-- Work to be completed --
Repeat the records below exactly, leaving out every picture.

+---+

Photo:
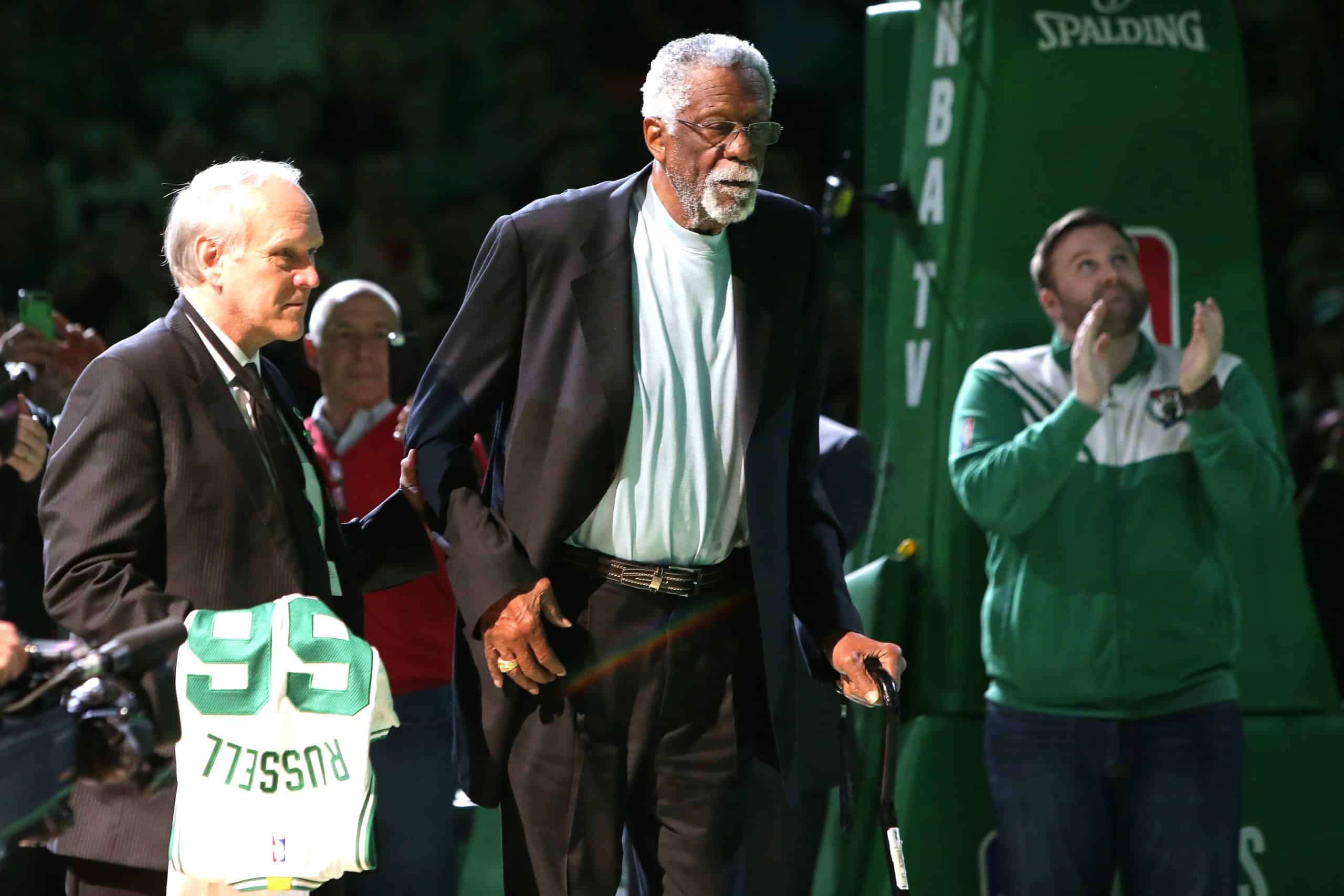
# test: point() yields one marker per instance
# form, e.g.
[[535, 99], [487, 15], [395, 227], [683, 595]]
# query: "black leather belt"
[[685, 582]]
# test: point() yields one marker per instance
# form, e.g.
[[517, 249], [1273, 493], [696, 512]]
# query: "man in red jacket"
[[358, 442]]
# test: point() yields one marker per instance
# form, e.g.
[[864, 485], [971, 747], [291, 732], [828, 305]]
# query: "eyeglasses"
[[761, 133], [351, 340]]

+---+

-- Expected answer --
Photo:
# test: point() yields one marker per instance
# form, e.g.
[[535, 99], [487, 15], [395, 227], [683, 595]]
# query: "black leather belt"
[[685, 582]]
# test: point() yields one marker per instance
# form, e.g.
[[517, 249], [1273, 493], [696, 512]]
# query: "man in red jacket"
[[358, 442]]
# test: point() yields one marker per instance
# form, e.g.
[[864, 485], [971, 747], [291, 732], [828, 305]]
# query: "eyeglasses"
[[761, 133], [351, 340]]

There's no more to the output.